SET TASK ▸ Rewrite the records below, replacing every occurrence of "annotate" with "label" and changing nothing else. Omit the pictures from your output.

DATA SUPPLIED ▸
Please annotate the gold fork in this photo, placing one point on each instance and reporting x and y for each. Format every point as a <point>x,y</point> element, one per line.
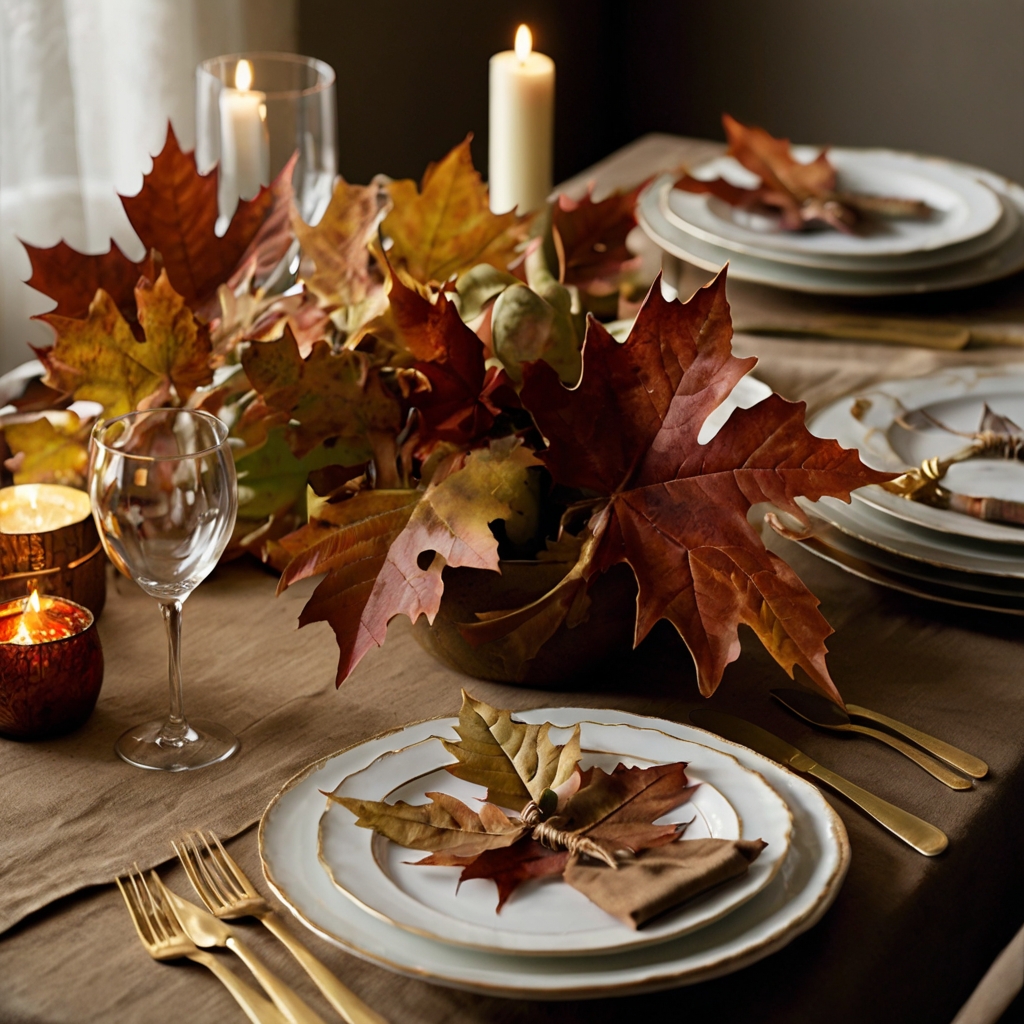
<point>225,889</point>
<point>164,939</point>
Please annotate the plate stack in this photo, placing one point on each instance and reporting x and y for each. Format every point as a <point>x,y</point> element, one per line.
<point>974,235</point>
<point>921,549</point>
<point>361,892</point>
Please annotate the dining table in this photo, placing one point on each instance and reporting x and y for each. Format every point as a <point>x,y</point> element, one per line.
<point>908,937</point>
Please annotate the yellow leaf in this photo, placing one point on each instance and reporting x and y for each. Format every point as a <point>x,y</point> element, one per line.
<point>445,226</point>
<point>516,762</point>
<point>99,359</point>
<point>50,450</point>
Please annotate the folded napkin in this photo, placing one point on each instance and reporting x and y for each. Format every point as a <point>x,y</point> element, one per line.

TASK RESPONSE ▸
Please label the gold fork in this photo, placing one point on each instance and reporting x and y for each. Format every point as a <point>x,y</point> element, one per line.
<point>225,889</point>
<point>164,939</point>
Please label the plate stack in this photo, placing one point on each instance and reporting x and y for each. Format every point as a <point>x,y</point> element, one per line.
<point>974,235</point>
<point>921,549</point>
<point>361,892</point>
Please label the dining table in this photo, placing one point on each instance and reporting x and y for each. Format every point as a <point>x,y</point> element, one per line.
<point>908,937</point>
Please label the yellow leaf in this photo, placing one point on each instance and reporting x and y for each. Format every point as a <point>x,y</point> element, one per line.
<point>445,226</point>
<point>516,762</point>
<point>99,359</point>
<point>50,450</point>
Please label the folded napkin in this photo, placing one point on each instance and reporting x and y for each. Format every point as a <point>x,y</point> element, one per line.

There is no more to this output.